## [Task details]
Output all the records word for word. Drop the pictures.

Dataset entries:
***

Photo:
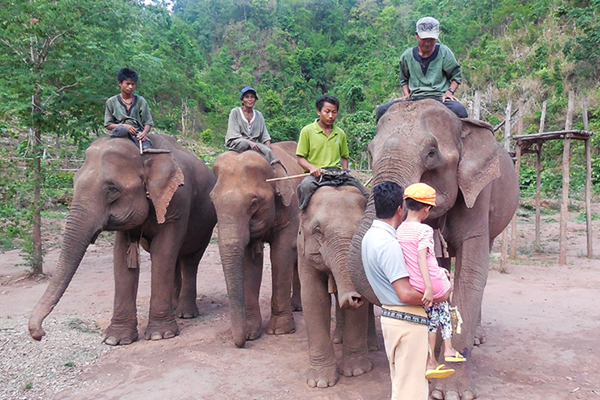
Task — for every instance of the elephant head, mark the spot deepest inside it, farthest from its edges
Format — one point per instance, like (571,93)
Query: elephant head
(116,189)
(423,141)
(326,229)
(248,209)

***

## [Exercise answer]
Photo:
Task — for every instance of the elephant head, mark the spot deepest inside it, farthest from its edges
Format — one point per instance, like (571,93)
Query: elephant head
(116,189)
(423,141)
(326,229)
(248,209)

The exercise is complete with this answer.